Collect every line in the entries below that contains the word "oven", copying each line unchanged.
-- Start Raw records --
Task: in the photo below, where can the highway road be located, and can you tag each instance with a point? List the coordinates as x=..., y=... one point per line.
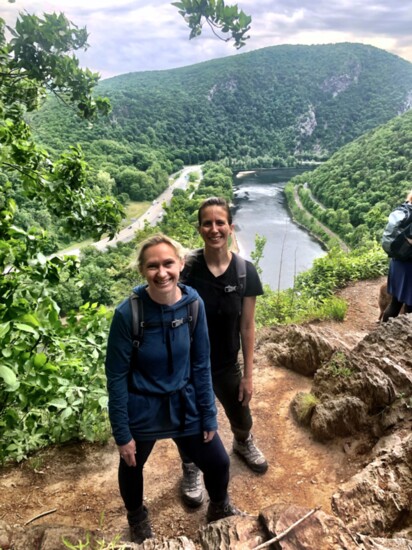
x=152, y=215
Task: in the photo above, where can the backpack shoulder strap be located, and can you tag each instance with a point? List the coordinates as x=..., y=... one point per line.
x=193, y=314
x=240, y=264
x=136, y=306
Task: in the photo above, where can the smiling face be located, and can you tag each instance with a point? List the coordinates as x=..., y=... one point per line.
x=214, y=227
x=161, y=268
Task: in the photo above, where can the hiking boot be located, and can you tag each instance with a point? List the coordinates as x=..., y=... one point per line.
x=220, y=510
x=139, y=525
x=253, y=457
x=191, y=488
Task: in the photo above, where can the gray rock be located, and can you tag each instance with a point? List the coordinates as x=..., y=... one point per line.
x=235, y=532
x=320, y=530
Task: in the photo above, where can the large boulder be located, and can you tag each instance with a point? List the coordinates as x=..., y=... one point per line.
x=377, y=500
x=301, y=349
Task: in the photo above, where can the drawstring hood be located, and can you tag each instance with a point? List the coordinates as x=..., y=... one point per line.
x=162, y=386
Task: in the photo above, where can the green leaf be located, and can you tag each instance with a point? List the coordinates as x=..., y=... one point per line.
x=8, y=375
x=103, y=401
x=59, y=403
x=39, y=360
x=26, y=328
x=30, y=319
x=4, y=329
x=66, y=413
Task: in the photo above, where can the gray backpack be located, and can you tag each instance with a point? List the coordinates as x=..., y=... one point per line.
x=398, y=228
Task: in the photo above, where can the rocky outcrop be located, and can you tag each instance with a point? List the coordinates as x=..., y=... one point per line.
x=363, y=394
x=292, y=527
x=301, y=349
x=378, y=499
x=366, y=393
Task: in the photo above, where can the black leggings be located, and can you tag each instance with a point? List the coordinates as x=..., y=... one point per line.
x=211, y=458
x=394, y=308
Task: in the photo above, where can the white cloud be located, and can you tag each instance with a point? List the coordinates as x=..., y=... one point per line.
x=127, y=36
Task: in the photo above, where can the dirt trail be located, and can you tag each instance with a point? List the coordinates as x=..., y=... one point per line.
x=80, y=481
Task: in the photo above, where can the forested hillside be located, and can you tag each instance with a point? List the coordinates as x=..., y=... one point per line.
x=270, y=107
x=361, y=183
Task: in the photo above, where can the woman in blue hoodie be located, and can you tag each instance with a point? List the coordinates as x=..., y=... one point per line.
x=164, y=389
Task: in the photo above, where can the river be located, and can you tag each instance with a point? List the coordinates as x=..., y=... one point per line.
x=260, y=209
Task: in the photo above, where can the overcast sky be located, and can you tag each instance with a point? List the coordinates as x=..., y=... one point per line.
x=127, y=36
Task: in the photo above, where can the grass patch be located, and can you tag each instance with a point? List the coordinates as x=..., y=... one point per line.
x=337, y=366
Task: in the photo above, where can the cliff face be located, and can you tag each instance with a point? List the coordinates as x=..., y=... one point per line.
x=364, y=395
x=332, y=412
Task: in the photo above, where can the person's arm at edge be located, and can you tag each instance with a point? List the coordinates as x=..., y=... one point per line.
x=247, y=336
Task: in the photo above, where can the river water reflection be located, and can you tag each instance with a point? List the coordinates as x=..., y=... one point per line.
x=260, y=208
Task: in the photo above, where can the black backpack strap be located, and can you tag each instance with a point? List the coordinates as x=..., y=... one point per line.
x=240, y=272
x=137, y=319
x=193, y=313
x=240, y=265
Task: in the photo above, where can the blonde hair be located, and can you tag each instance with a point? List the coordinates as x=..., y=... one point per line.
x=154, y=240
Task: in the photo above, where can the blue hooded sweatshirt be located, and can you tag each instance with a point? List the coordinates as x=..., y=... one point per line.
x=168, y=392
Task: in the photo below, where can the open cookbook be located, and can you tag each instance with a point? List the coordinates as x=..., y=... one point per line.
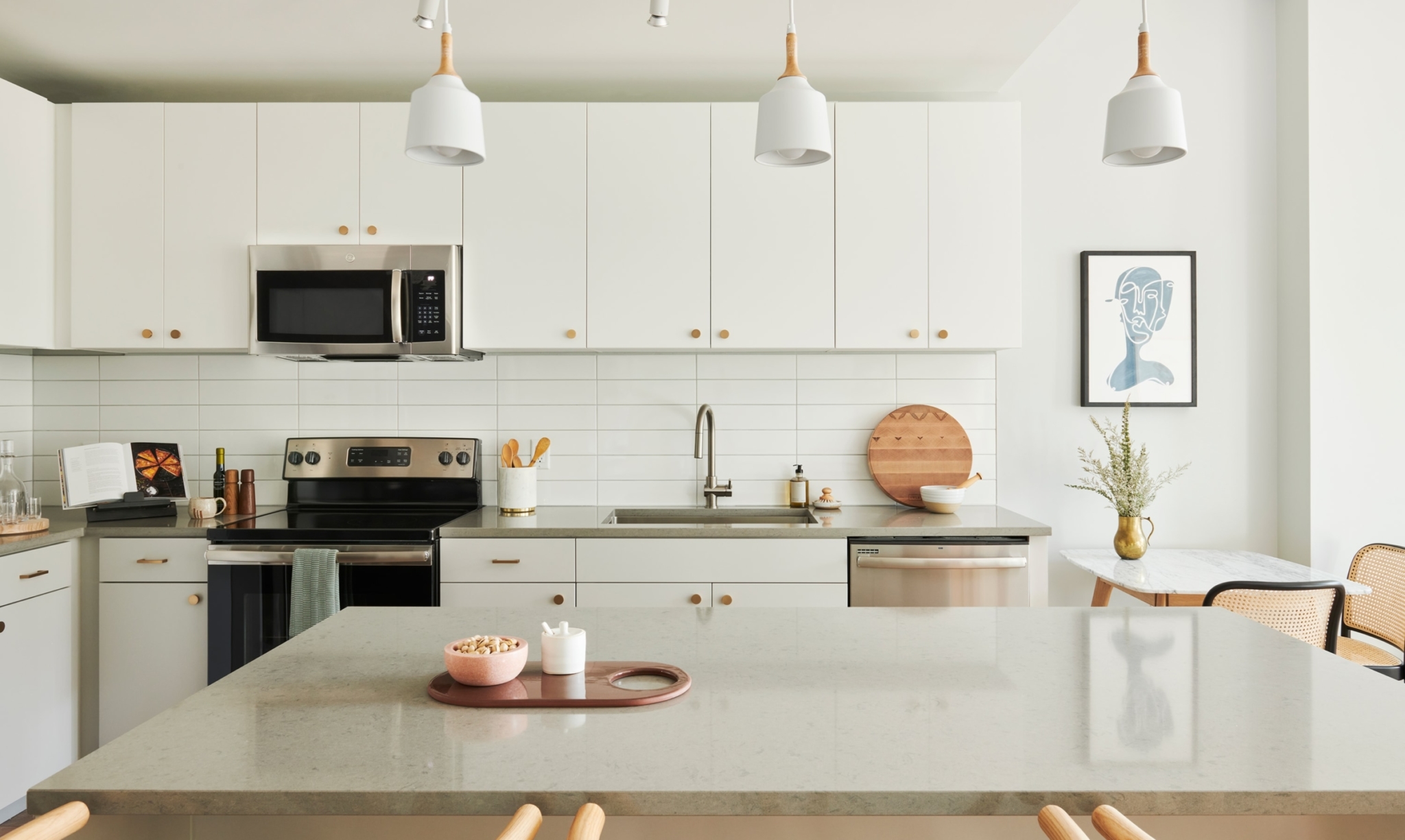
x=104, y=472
-- End Raw records --
-- Start Raw records --
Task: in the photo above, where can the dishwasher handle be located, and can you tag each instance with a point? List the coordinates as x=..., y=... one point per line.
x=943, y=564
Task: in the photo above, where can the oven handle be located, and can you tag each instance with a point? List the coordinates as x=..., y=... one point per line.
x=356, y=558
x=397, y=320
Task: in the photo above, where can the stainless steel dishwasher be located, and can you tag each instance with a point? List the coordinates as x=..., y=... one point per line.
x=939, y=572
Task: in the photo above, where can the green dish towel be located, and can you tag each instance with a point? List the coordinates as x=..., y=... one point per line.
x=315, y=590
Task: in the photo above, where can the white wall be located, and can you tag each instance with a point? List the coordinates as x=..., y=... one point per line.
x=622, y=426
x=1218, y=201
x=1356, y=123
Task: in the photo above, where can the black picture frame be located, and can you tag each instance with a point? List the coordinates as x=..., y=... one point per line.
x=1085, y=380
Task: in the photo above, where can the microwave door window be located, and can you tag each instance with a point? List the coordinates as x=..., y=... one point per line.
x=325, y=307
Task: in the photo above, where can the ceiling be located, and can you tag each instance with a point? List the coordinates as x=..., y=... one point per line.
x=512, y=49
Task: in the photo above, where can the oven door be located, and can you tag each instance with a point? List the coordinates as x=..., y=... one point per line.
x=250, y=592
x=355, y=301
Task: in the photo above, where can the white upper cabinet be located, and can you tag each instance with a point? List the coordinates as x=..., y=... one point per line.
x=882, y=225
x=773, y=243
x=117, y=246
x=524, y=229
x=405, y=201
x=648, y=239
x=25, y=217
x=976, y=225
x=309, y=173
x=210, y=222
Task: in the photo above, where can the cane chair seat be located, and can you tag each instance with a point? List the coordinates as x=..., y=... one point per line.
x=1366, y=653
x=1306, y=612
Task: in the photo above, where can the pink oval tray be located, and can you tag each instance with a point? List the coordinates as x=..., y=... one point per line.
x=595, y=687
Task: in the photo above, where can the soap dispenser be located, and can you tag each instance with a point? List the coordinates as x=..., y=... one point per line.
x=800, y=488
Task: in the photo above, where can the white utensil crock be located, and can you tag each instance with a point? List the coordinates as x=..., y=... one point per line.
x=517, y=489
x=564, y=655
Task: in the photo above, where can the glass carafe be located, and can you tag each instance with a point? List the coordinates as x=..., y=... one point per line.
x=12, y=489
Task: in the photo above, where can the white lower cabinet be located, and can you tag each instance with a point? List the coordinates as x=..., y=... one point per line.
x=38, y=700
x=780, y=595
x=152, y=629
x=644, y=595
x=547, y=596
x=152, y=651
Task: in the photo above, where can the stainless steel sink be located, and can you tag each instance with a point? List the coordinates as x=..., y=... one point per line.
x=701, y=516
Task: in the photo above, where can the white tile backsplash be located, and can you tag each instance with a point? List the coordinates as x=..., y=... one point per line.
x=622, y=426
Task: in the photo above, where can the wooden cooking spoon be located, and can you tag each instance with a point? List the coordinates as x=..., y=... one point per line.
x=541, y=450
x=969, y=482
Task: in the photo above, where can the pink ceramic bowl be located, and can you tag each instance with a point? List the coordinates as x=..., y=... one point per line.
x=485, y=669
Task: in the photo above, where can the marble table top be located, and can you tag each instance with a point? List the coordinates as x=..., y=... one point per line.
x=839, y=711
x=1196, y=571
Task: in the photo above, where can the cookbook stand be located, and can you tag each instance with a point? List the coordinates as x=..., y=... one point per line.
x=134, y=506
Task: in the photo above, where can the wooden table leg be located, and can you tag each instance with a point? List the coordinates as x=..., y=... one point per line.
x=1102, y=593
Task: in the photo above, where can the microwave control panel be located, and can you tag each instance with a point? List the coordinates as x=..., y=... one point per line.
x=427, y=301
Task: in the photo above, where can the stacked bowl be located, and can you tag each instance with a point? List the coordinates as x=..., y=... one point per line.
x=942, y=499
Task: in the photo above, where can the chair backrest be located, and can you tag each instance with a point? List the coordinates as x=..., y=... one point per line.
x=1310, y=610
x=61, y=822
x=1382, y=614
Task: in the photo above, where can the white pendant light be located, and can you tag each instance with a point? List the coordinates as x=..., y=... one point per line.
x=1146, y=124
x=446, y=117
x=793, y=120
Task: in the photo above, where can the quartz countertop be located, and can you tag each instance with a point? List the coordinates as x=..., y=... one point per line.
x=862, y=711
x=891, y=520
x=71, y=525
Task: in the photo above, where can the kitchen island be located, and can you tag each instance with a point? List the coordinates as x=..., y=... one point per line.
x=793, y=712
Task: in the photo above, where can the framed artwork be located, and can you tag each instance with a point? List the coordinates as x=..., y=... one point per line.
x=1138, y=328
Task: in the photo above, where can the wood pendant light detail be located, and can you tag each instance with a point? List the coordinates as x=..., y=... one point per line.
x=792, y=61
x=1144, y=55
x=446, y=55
-- End Raw records --
-- Start Raw records --
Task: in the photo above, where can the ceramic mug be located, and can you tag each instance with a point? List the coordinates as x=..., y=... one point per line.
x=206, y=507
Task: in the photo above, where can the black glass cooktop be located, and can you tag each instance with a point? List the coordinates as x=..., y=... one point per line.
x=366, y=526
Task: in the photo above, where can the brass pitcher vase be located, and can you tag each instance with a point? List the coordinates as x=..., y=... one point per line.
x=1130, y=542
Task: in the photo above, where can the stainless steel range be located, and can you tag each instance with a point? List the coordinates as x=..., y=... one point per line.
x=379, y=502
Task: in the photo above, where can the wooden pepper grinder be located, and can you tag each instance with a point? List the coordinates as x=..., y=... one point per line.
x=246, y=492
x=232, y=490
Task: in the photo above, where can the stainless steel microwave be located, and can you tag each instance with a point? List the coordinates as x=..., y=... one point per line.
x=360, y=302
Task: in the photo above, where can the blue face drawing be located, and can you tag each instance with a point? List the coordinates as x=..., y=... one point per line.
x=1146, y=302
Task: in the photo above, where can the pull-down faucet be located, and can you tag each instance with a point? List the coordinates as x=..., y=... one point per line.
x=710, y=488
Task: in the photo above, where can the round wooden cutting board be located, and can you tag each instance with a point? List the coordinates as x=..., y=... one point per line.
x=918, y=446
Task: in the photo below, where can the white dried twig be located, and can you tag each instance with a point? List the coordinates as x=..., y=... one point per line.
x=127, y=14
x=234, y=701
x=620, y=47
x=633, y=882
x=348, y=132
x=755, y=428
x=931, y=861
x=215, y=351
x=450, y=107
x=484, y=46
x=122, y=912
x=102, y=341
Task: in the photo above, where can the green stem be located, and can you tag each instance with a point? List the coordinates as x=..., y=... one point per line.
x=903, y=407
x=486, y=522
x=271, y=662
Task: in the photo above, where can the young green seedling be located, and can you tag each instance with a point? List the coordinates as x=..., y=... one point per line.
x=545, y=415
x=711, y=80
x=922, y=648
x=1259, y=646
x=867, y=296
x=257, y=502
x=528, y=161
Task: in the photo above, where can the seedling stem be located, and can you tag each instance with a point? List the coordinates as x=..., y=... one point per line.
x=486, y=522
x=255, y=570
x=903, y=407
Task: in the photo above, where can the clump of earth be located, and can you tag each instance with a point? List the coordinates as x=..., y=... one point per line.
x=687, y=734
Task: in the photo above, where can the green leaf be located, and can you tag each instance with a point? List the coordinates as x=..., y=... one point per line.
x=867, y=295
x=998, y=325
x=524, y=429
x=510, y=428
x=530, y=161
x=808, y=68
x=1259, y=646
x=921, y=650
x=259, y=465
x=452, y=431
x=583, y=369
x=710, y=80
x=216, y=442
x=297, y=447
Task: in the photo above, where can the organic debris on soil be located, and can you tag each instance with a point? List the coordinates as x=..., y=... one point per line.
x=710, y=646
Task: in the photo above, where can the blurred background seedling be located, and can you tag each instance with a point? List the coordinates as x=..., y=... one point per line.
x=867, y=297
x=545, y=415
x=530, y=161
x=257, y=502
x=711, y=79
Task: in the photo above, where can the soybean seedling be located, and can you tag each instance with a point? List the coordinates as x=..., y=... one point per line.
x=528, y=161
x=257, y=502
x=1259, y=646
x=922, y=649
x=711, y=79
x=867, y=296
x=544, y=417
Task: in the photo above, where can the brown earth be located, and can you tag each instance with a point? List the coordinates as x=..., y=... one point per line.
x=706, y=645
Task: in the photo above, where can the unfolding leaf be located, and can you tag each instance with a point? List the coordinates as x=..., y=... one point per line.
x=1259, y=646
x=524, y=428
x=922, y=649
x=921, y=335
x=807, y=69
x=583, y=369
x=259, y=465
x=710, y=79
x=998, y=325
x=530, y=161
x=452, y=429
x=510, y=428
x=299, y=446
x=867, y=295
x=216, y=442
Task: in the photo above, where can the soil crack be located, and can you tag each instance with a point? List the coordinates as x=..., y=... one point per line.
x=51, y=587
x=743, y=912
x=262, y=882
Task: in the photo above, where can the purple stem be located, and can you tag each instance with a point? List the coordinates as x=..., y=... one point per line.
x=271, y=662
-- End Raw records --
* Exercise output:
Task: in the photo above, where can the oven handle be located, and can you tag each instance with a point? List the coordinates as x=..., y=... one point per line.
Task: in the photo above, where can the oven door be located, and can you tag each instance with a point? List the coordinates as x=..., y=... one point per line.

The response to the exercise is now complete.